A run of lines:
· · · ·

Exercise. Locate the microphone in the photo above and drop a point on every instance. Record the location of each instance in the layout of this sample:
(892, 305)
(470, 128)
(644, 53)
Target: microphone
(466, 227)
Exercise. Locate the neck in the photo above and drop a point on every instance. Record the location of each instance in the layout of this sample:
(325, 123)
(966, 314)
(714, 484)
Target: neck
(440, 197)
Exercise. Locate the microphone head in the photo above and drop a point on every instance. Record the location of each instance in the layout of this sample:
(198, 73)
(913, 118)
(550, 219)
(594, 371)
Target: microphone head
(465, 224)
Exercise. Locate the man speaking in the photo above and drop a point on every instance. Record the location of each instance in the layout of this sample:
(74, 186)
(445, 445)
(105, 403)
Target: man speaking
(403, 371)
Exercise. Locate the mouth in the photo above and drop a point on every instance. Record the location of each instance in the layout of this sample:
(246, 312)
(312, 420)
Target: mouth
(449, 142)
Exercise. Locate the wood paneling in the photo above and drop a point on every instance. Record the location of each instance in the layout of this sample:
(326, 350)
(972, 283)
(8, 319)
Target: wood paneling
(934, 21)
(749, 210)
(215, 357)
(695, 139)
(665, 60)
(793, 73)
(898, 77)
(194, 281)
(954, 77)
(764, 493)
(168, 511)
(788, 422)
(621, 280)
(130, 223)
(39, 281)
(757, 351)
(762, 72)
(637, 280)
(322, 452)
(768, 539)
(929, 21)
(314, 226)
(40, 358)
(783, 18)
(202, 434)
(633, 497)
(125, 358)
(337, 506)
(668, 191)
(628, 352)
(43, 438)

· · · ·

Copy out every one of the lines above, character for character.

Exercise. Locate the microphone in the photo above and drop a point on every instance. Record the location of each instance in the layout of this sample:
(892, 305)
(470, 128)
(644, 53)
Target: microphone
(466, 227)
Exercise. Locate the neck in the photo above and drop a point on every instance. Record the location of each instance in the layout of this sample:
(325, 123)
(966, 314)
(714, 484)
Target: neck
(440, 197)
Exercise. Locate the microphone head in the photo above and drop a point on every instance. Record the location of each instance in the layout of this sample:
(198, 73)
(913, 118)
(550, 219)
(594, 371)
Target: microphone head
(465, 224)
Exercise. Locate the man speaking in the photo above and drop a point on every instance. Record the location of each instance in the layout of this sample:
(74, 186)
(445, 445)
(105, 403)
Target: man speaking
(403, 371)
Exercise. Locate the mouth in the photo above and drop a point on every instance. Record the location of each instance in the layout of this sample:
(246, 312)
(312, 420)
Target: mouth
(449, 142)
Exercise. Locate the wood paneling in the photo above and drop a point on every instance. Record the location of each instance in the layout of this sample:
(326, 350)
(972, 283)
(8, 319)
Target: wood paneling
(934, 21)
(749, 210)
(215, 357)
(695, 139)
(665, 60)
(793, 73)
(898, 77)
(194, 281)
(954, 77)
(764, 493)
(168, 511)
(788, 422)
(621, 280)
(130, 223)
(39, 281)
(757, 351)
(762, 72)
(637, 280)
(322, 452)
(768, 539)
(929, 21)
(314, 226)
(40, 358)
(783, 18)
(202, 434)
(633, 497)
(125, 358)
(337, 506)
(668, 191)
(628, 352)
(43, 438)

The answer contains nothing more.